**Exercise aim**
Write out, word for word, every line in the data below from the one containing "Target: standing man" to the one containing "Spot the rocky peninsula", both of them included.

(Referring expression data)

BEGIN

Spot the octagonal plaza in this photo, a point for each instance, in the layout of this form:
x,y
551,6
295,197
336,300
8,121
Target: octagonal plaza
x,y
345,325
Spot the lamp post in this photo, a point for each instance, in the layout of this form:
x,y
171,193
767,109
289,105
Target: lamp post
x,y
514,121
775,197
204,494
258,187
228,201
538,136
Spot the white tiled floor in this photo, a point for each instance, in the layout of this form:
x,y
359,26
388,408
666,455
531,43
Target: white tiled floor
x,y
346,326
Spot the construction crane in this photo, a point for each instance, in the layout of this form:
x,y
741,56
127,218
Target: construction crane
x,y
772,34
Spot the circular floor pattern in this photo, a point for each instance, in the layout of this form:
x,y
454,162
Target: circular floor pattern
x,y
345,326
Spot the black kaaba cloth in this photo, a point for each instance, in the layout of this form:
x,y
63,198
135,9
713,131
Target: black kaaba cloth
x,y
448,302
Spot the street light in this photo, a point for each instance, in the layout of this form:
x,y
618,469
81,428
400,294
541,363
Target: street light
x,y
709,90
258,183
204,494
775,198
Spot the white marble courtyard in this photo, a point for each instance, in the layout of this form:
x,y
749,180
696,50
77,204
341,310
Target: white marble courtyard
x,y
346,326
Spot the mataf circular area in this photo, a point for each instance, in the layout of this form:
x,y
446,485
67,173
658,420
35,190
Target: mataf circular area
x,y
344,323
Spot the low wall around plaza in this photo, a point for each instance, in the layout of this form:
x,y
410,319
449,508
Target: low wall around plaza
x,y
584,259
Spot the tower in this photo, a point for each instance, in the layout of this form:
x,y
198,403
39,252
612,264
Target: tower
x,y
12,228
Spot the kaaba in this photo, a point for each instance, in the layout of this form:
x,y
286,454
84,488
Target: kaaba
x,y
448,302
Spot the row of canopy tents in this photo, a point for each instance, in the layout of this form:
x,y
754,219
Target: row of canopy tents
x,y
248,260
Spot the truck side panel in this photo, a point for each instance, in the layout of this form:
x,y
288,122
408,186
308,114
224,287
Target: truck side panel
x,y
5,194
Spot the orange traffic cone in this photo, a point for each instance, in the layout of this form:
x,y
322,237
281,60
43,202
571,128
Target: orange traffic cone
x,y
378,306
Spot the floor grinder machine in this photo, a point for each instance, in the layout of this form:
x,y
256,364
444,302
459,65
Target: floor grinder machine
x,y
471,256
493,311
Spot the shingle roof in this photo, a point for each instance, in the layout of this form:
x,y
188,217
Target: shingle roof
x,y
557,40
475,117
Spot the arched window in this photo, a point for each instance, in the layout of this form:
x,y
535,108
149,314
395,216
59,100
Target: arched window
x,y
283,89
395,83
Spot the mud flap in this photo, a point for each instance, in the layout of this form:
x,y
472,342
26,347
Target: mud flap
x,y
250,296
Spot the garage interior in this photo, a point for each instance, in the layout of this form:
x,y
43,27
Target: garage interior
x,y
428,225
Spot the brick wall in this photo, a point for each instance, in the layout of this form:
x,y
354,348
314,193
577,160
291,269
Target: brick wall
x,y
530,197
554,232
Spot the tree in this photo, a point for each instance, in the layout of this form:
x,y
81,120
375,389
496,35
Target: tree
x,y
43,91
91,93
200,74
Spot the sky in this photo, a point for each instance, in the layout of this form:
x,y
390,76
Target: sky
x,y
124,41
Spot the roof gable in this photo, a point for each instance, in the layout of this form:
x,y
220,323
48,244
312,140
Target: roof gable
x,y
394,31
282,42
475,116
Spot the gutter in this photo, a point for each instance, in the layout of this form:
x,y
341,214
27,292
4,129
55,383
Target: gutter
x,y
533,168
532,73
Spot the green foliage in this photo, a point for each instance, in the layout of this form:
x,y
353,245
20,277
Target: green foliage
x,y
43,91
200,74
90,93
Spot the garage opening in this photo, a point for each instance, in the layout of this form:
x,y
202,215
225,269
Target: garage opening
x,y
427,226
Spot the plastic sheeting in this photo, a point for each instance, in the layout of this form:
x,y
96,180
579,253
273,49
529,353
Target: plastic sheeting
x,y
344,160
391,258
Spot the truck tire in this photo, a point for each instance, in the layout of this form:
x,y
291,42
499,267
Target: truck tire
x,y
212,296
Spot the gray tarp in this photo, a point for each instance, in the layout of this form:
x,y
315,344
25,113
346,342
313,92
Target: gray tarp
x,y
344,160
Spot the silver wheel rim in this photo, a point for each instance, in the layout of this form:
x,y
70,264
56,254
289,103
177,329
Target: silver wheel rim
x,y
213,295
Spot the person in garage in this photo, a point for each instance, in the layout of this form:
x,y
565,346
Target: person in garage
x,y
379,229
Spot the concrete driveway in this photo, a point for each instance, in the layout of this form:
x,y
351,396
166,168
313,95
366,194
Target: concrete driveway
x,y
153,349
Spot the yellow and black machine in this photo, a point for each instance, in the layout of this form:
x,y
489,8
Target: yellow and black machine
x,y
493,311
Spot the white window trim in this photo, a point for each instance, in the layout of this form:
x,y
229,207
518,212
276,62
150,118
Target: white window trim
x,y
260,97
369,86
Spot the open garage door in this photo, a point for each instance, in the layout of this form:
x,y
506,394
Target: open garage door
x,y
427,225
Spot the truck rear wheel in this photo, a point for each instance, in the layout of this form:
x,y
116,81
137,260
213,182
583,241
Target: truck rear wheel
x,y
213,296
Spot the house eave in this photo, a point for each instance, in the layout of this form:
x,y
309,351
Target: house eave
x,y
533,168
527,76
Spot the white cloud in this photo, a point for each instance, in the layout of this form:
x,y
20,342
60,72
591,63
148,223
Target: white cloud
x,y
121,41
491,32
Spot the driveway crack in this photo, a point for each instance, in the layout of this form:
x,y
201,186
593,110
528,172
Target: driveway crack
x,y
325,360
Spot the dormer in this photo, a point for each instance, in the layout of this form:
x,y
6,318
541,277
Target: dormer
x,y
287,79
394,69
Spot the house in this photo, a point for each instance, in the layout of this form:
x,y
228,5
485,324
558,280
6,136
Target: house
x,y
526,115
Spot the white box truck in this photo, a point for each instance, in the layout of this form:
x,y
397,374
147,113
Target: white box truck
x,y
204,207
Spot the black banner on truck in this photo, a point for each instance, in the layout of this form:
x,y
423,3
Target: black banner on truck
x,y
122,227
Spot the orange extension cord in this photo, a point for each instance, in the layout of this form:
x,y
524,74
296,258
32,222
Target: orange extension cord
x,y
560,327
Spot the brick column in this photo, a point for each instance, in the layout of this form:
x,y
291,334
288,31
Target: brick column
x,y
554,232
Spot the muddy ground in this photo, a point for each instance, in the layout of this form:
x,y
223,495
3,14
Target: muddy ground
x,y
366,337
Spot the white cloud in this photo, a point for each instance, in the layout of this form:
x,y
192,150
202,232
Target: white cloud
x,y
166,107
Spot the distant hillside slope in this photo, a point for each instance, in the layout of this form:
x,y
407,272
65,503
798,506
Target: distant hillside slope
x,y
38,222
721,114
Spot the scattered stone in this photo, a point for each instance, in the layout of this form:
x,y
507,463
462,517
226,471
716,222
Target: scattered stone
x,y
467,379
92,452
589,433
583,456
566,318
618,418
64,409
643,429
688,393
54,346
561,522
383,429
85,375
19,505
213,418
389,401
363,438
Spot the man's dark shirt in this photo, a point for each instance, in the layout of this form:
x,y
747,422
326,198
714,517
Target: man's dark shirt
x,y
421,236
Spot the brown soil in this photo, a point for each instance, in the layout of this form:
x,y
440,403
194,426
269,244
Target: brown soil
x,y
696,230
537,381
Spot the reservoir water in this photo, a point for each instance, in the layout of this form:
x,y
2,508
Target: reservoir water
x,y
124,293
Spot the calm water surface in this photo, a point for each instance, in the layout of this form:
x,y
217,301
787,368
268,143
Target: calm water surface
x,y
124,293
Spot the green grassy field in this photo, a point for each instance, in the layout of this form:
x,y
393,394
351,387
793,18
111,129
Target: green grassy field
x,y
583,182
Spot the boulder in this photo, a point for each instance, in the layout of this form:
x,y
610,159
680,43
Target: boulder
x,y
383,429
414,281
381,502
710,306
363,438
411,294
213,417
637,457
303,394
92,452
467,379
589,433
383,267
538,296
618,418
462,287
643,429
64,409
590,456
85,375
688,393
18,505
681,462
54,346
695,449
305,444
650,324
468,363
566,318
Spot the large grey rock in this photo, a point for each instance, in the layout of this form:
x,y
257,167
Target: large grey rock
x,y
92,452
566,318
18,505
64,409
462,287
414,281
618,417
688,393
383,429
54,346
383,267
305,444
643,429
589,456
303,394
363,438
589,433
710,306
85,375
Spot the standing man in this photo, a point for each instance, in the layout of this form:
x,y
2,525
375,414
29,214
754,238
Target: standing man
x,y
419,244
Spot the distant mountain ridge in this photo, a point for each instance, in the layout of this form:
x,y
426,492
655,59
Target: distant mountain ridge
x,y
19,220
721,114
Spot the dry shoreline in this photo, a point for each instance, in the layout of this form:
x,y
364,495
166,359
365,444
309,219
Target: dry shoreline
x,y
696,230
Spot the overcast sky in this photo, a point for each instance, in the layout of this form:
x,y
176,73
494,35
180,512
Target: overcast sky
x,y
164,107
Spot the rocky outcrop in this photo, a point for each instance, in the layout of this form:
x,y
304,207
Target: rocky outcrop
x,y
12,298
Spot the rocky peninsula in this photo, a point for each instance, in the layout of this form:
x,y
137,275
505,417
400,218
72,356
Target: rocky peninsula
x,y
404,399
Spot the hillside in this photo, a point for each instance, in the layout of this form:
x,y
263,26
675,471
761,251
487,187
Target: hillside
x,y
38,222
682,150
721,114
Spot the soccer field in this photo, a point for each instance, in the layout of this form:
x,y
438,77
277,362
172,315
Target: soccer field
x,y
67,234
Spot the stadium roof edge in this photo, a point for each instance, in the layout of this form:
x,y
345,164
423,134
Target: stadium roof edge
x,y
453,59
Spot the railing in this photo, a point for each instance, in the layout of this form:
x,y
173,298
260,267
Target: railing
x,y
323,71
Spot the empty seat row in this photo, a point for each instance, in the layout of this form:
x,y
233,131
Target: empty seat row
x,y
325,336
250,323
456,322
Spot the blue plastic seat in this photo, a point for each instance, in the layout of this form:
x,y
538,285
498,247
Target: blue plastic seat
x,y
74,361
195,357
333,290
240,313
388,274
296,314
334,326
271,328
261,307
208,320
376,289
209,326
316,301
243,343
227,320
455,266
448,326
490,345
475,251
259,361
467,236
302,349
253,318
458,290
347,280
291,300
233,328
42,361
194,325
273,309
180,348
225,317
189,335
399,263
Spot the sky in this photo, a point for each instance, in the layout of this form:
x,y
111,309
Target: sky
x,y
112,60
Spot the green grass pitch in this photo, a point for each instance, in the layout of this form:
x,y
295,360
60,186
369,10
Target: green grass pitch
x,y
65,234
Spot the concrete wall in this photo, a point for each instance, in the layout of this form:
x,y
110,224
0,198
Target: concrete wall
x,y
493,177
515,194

END

**Answer below**
Target: standing man
x,y
419,244
Spot the distant mountain ridge in this photo, a point for each instance, in the layout of this form:
x,y
426,492
655,59
Target: distant mountain ridge
x,y
19,220
721,114
Spot the dry shoreline in this photo, a point for each instance, in the layout of this form:
x,y
364,495
166,359
365,444
309,219
Target: dry shoreline
x,y
696,230
Spot the overcast sky in this photo, a point for each instance, in the layout of this form:
x,y
176,73
494,35
180,512
Target: overcast sky
x,y
164,107
Spot the rocky outcrop in this photo, a point for each instance, in the layout of this form:
x,y
304,207
Target: rocky outcrop
x,y
12,298
Spot the rocky peninsula in this photo, a point for each instance, in the layout of this form:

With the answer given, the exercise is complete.